Print the portion of the forum thread on the jar prop word for word, everything from "I never quite" down to "(Aug 31, 2009)".

## Passage provided
____
# religious imprisonment



## RavenLunatic (Jan 3, 2006)

I never quite make it around to posting anything here. random mood last year. never put light inside. it's lit up from bottom with flashlight for the pic, therefore it's too bright lol. recycled duke's mayonaisse jar. little skelly reading his bible by candlelight. religious imprisonment is a very personal thing that we do to ourselves


----------



## fick209 (Aug 31, 2009)

That is too cool, excellent idea!


----------



## RavenLunatic (Jan 3, 2006)

*thanks, flick. i like seeing how cheap i can go with props. this one i doubt cost more than a dollar to make. a recycled plastic jar, one skelly off of a dollar store skelly garland, a little leftover jc/carpet latex mix, a tiny piece of scrap foam from packaging, a thin wooden dowel for bars and candle, hot glue and a tiny bit of black spray paint on the bars. the rust on the bars is actual rust from a brillo pad. the jc/latex mix was already tinted. it's a bad pic. the outside is dark grey stone looking. phone pics are never the best. need to figure out where the digital camera is packed. *


----------



## RoxyBlue (Oct 6, 2008)
____
## Records provided

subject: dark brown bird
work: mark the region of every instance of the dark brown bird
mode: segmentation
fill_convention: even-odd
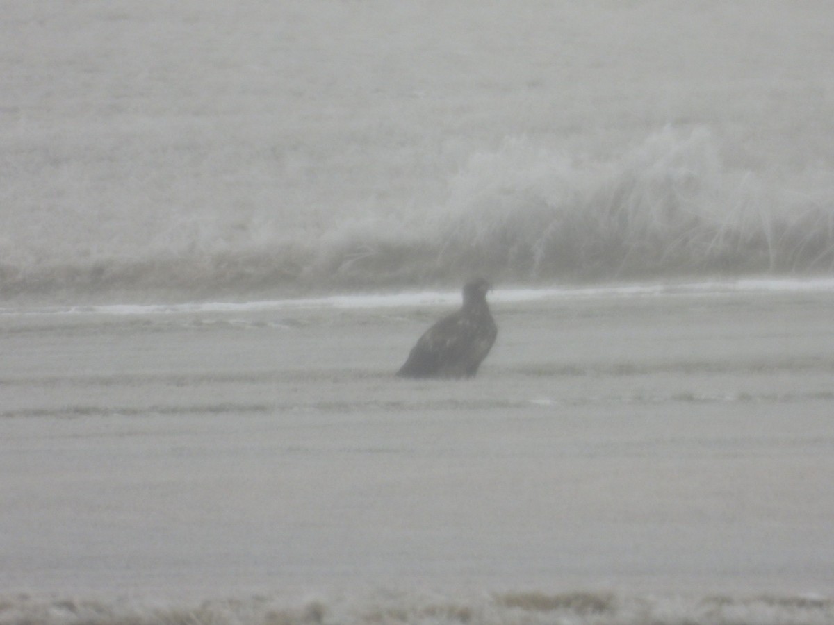
[[[464,287],[464,305],[425,331],[397,375],[401,378],[471,378],[490,353],[498,328],[486,303],[482,278]]]

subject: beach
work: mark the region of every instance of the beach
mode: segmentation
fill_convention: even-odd
[[[495,298],[456,381],[393,376],[453,294],[0,316],[0,586],[830,589],[830,292]]]

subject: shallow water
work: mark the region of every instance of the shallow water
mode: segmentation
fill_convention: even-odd
[[[3,315],[0,585],[824,597],[831,303],[499,302],[463,382],[392,377],[445,303]]]

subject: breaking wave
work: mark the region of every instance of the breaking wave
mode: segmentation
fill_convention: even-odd
[[[754,598],[624,597],[607,592],[504,592],[470,598],[389,593],[368,598],[304,599],[257,597],[215,599],[198,605],[159,607],[132,601],[112,602],[0,599],[0,625],[293,625],[306,623],[594,623],[681,625],[756,623],[811,625],[834,619],[834,602],[816,597]]]
[[[10,220],[0,292],[136,300],[443,284],[473,272],[542,283],[834,270],[834,176],[729,167],[705,128],[666,128],[605,158],[509,139],[473,155],[434,205],[346,218],[334,208],[304,226],[280,211],[112,210],[104,220],[58,207],[38,217],[47,230]]]

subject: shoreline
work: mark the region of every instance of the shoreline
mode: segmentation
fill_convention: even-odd
[[[686,282],[636,282],[594,286],[494,288],[494,304],[581,298],[713,296],[734,294],[795,294],[834,292],[834,278],[747,278]],[[66,306],[0,307],[0,318],[13,315],[159,315],[189,312],[262,312],[303,309],[354,310],[448,306],[459,303],[459,289],[336,294],[252,301],[207,301],[180,303],[111,303]]]

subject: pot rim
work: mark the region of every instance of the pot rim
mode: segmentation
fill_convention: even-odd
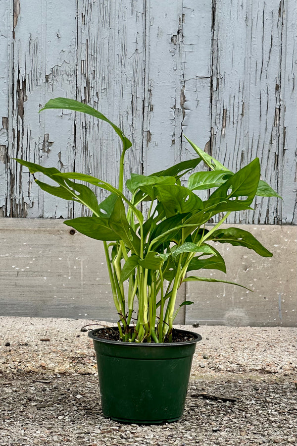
____
## Output of the exercise
I never quite make it around to posting anything here. random mood last year. never put light inside. it's lit up from bottom with flashlight for the pic, therefore it's too bright lol. recycled duke's mayonaisse jar. little skelly reading his bible by candlelight. religious imprisonment is a very personal thing that we do to ourselves


----------



## fick209 (Aug 31, 2009)